◆ **ASSIGNMENT**
Duplicate the third trimester overview text word for word, everything from "Swelling. A bit" down to "provider right away.".

◆ **EXCERPT PROVIDED**
Third Trimester Overview
Third trimester: you, your baby, your appointments.
Weeks 27 through 40 may be the home stretch, but they can also feel like the slowest weeks ever. Here are some common complaints during the third trimester, and what you can do about them:
Heartburn. That burning sensation near your heart is the result of acid from your stomach leaking up into the bottom of your esophagus. This is caused by a combination of hormones and your baby putting pressure on your stomach. Try smaller meals and avoid spicy, fatty foods. Try not to lie down right after eating. Your provider might recommend antacids, too.
Constipation. Again, hormones and pressure from the baby are to blame, as well as iron supplements (if your provider has recommended them). Constipation can also lead to hemorrhoids, which are varicose veins around the rectum and anus, caused by pushing too hard for too long during a bowel movement. To stay regular, get more fiber by eating more fruits, vegetables and whole grains, drink more water, and try regular exercise like walking.
Sleep difficulties. You’re probably more tired now, although not as fatigued as during your first trimester. Your sleep positions are very limited at this point. To get a little more comfortable, try resting with pillows under your belly and between your knees. Your baby is also putting pressure on your bladder, causing you to have to go to the bathroom more often, especially at night. Worries about the upcoming birth and your role as a mother may keep you awake at night, too. Try relaxation techniques like meditation or deep breathing, or a shower, warm bath or reading a good book before bed.
Swelling. A bit of swelling in your lower legs, ankles and feet is normal in late pregnancy, especially in hot weather or if you’ve been standing or sitting for a while. You can lessen it with moderate exercise, loose clothing, resting with your legs and hips elevated, or even wearing support stockings. However, if your swelling is sudden or severe, or if you gain more than two to three pounds in a week, contact your provider right away.
Leg cramps. Pressure from the baby on your nerves, or changing levels of calcium and phosphorous in your blood, can cause leg cramps. Try applying heat over the affected area, pointing your toes upward, and massage. You may want to ask your doctor or midwife about taking calcium supplements or other medications.
Braxton-Hicks contractions. These mild, irregular contractions feel like your belly is tightening and releasing, and are just your body’s way of preparing for labor. They don’t mean labor is about to happen, unless the contractions grow stronger, painful and more regular, in which case you should contact your provider. If the Braxton-Hicks contractions bother you, try drinking more water, changing positions or lying on your left side.
Some signs of concern that you’ll want to let your provider know about right away include:
- Unusual vaginal discharge, itching or sores
- Severe vomiting or continued morning sickness
- A temperature of 101 degrees or higher
- Pain or burning when you urinate
- Sudden weight gain
- Swelling of your hands, feet, face or ankles
- A definite decrease in urination
- Severe or persistent headaches
- Dizziness or blurred vision
You should also watch out for signs of premature labor (before 37 weeks), and contact your provider right away if you experience any of these symptoms:
- Vaginal bleeding (except light spotting after a pelvic exam)

(Dataset excerpts)
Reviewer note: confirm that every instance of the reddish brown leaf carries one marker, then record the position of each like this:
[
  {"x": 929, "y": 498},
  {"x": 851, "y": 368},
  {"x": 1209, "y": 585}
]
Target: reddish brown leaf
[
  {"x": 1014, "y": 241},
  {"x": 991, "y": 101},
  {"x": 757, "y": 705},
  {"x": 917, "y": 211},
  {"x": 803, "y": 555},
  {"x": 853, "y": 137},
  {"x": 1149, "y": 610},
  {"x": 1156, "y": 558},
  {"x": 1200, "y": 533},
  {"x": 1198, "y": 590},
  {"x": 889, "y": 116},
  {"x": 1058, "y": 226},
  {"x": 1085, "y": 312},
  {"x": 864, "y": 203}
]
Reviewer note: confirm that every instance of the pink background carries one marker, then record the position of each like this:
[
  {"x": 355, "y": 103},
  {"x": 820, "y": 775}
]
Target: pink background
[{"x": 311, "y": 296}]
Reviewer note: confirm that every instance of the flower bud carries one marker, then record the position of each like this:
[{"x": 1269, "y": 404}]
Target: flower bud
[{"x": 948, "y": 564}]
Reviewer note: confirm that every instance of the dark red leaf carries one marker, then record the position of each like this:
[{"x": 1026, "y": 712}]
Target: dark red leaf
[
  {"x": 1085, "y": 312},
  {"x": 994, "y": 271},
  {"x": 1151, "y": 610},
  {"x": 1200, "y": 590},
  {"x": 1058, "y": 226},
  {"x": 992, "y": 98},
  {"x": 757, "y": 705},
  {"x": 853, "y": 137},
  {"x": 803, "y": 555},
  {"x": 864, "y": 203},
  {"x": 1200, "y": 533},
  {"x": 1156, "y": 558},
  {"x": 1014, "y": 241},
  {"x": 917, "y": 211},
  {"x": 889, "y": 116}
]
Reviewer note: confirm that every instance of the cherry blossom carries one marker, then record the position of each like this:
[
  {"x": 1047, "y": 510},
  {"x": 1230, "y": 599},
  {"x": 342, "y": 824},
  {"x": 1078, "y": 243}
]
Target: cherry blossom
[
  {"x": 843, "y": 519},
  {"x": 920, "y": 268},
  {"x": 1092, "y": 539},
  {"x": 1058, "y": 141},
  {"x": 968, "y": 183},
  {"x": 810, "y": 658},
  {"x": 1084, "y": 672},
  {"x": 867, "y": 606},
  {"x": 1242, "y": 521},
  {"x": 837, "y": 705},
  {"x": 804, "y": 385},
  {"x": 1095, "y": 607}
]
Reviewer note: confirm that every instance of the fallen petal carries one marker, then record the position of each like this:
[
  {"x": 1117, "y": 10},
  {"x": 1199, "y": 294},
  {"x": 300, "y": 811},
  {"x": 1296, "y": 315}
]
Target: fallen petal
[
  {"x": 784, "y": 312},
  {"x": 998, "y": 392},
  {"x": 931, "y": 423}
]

◆ **ANSWER FOR THIS EXERCISE**
Swelling. A bit of swelling in your lower legs, ankles and feet is normal in late pregnancy, especially in hot weather or if you’ve been standing or sitting for a while. You can lessen it with moderate exercise, loose clothing, resting with your legs and hips elevated, or even wearing support stockings. However, if your swelling is sudden or severe, or if you gain more than two to three pounds in a week, contact your provider right away.